* **Given task**
Copy the data below line for line, changing nothing and keeping every line in its original order.

====

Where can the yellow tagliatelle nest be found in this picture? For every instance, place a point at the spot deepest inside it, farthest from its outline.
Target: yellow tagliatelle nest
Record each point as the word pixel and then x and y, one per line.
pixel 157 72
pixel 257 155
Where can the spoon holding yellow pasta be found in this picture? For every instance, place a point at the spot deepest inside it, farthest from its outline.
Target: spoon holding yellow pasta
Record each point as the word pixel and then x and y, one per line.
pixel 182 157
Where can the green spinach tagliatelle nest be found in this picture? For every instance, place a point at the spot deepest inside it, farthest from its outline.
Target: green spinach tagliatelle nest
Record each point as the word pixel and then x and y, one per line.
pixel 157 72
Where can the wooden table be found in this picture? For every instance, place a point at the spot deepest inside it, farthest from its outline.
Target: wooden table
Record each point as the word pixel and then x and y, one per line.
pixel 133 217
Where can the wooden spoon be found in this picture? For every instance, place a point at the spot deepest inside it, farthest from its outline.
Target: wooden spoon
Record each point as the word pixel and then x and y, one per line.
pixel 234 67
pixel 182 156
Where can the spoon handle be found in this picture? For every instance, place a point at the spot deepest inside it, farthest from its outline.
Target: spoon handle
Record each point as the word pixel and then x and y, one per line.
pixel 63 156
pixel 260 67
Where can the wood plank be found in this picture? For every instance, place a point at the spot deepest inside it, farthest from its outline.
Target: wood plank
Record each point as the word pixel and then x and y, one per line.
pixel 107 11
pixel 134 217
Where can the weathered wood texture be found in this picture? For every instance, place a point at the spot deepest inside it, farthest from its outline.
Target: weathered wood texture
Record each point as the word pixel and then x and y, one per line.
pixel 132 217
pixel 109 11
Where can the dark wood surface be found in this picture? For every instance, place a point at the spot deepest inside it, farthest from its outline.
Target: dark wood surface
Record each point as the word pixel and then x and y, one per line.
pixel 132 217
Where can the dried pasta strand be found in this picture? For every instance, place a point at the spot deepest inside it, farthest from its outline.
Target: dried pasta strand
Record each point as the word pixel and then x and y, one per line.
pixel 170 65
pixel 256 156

====

* **Reply**
Where can the yellow tagliatelle nest be found in this picture? For every instance, place a point at the spot deepest inside it, farthest from its outline.
Target: yellow tagliatelle nest
Record each point as the word pixel and then x and y, one per line.
pixel 157 72
pixel 257 155
Where can the spoon holding yellow pasta be found in this picture? For every instance, place a point at the spot deepest inside it, farthest from its outline.
Target: spoon holding yellow pasta
Record each point as the word pixel and then x and y, one per line.
pixel 182 157
Where can the green spinach tagliatelle nest be found in this picture? For every instance, place a point at the spot deepest inside it, farthest from its outline.
Target: green spinach tagliatelle nest
Record each point as the word pixel and then x and y, one per line.
pixel 157 72
Where can the wooden table be found in this picture? For every instance, place a point at the spot deepest inside it, farthest from its outline.
Target: wooden table
Record each point as the word pixel and then x and y, one per line.
pixel 133 217
Where can the wooden spoon be found in this picture? For every instance, place a point at the spot deepest inside it, farthest from its outline.
Target: wooden spoon
Record each point as the word pixel and then x and y, one per line.
pixel 234 67
pixel 182 156
Where can the spoon handle be found in this picture? For every instance, place a point at the spot deepest inside it, farthest from its outline.
Target: spoon handle
Record each point as the word pixel and then x and y, one per line.
pixel 63 156
pixel 260 67
Where can the wood plank be found in this picture? For every instance, place a point at the spot deepest inside it, farthest from its outline.
Target: wood plank
Record each point as the word pixel and then x and y, one per line.
pixel 107 11
pixel 134 217
Where can the weathered wood texture be found in this picture? For every instance, place a point at the spot deepest inside it, farthest from its outline.
Target: weathered wood texture
Record each point as the word pixel and then x and y, one per line.
pixel 132 217
pixel 109 11
Where can the dark wood surface be found in this picture? For every instance, place a point at the spot deepest inside it, farthest from its outline.
Target: dark wood surface
Record each point as the word pixel and then x and y, one per line.
pixel 132 217
Where can the dried pasta strand be found in this picture? For every instance, place a point at the spot deepest inside it, farthest from its outline.
Target: dried pasta strand
Record each point as the word pixel and then x and y, one per line.
pixel 170 65
pixel 256 156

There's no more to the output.